Given text:
What I am trying to obtain is an aggregated dataframe that tells me each uninterrupted sequence of days in the data and their length such as this:

# ideal output
tibble(sequences = c("2022-01-03 - 2022-01-05", "2022-01-10 - 2022-01-12"),
       length = c(3, 4))

So far I have calculated the differences in days between each row by using lags and leads and then turned this into an additional column indicating whether a row is the start, mid or endpoint of an uninterrupted sequence of days:

# transform df
df %>% 
  # add lag and lead to find day differences
  mutate(last_day = lag(day), 
         next_day = lead(day),
         diff_last = day - last_day,
         diff_next = next_day - day) %>% 
  # flag days in sequence
  mutate(in_seq = if_else(
    condition = diff_last == 1| diff_next == 1, 
    true = TRUE, 
    false = FALSE)) %>% 
  # find position of days in sequence
  mutate(seq_position = case_when(
    diff_last > 1 & diff_next == 1 ~ "start",
    diff_last == 1 & diff_next > 1 ~ "end",
    diff_last == 1 & diff_next == 1 ~ "mid",
    is.na(diff_last) & diff_next == 1 ~ "start",
    diff_last == 1 & is.na(diff_next) ~ "end",
    is.na(diff_last) & is.na(diff_next) ~ NA_character_,
    TRUE ~ "none"

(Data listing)
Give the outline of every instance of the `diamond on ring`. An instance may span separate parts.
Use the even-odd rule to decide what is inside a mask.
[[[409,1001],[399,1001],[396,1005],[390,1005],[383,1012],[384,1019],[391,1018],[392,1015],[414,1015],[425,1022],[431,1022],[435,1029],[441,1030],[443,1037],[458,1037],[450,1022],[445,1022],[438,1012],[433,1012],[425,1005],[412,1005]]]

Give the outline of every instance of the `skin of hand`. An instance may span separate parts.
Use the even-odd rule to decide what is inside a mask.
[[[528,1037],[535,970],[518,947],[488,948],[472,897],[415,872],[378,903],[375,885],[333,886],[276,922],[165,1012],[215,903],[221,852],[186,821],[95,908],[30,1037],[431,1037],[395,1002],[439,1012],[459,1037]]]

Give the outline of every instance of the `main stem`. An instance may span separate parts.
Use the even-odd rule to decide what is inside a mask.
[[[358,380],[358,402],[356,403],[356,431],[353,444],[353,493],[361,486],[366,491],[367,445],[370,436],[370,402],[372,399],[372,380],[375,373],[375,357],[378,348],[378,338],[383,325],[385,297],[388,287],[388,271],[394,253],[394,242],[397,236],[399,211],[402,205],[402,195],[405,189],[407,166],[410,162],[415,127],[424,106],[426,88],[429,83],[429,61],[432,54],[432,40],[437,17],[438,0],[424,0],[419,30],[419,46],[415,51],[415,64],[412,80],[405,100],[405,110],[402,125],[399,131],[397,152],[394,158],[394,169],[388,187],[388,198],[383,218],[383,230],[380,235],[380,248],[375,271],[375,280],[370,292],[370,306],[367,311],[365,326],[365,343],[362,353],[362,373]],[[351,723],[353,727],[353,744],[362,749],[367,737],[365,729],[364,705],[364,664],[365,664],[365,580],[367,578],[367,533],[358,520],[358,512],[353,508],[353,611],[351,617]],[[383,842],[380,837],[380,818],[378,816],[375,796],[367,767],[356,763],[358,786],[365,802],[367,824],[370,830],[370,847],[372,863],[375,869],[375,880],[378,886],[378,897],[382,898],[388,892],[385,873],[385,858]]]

Requirement 1: In the text about finding runs of consecutive days, what value does seq_position get when diff_last is 1 and diff_next is greater than 1?
Requirement 2: In the text about finding runs of consecutive days, why does the code add lag and lead columns?
Requirement 3: Proceed with the R code on finding runs of consecutive days from where it stops.
These records come from a different source than the text.

Final result 1: It gets the value "end".

Final result 2: The lag and lead columns are there to find the day differences between rows. Those differences are then used to flag whether each row is the start, middle, or end of an uninterrupted run of days.

Final result 3:
  ))

This is where I'm stuck. I suspect that I need to create an additional variable for grouping that contains the start and end of each sequence so that I can summarise the number of rows per group, but I do not know a way for creating such groups since it involves creating a string based on values from multiple columns.


Solution

  • You could do:

    df %>% 
      group_by(cumsum(c(0, diff(day) - 1))) %>%
      summarise(sequences = paste(first(day), last(day), sep = ' - '),
                length    = n()) %>%
      filter(length > 1) %>%
      select(sequences, length)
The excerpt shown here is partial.